Tasks and exercises »
- a) Rewrite the paragraph of the cry-it-out passage that begins "Segue here…I never believed" as a short bulleted list that keeps its main facts.
- b) From the cry-it-out passage, return the text from "Segue here…I never" to "pretty raw nerve.", copied word for word.

I what? How?! Figure what out?! Everyone is telling me I have to TEACH him. But i don’t understand how! I’m not a teacher…

Segue here…I never believed in the cry-it-out method. I thought it was cruel and only for lazy moms. I truly thought it was their way of just not dealing with the baby. I felt that the baby cried because something was wrong, then you add in feelings of abandonment because you won’t help them. It touched a pretty raw nerve.

Then one day, while playing peek-a-boo, my son took the blanket off his OWN head. I was so excited! “Honey!!! He’s learning object permanence!” After getting the “huh?” look I explained: “It’s where he knows something is still there, even though he can’t see it. Like when I leave he room, he knows I’m in the house, just not in front of him.” ……and that thought, my friends, punched me in the face. 

Back to my mom guru friend. She told me I needed to let him cry. That I needed to teach him to self sooth. Until the blanket moment, I wouldn’t have been able to do it. I don’t think anyone should until their own blanket moment. But I also never understood, until now, what “self sooth” actually meant.

Exercise data »
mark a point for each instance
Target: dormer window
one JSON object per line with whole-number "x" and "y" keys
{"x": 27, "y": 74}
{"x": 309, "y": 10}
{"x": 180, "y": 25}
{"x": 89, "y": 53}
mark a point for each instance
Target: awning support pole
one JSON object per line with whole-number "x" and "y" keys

Answer section »
- a)
- The writer never believed in the cry-it-out method.
- The writer thought it was cruel, only for lazy moms, and a way of not dealing with the baby.
- The writer felt a baby cried because something was wrong, and that refusing help added feelings of abandonment.
- The subject touched a raw nerve.

- b)
Segue here…I never believed in the cry-it-out method. I thought it was cruel and only for lazy moms. I truly thought it was their way of just not dealing with the baby. I felt that the baby cried because something was wrong, then you add in feelings of abandonment because you won’t help them. It touched a pretty raw nerve.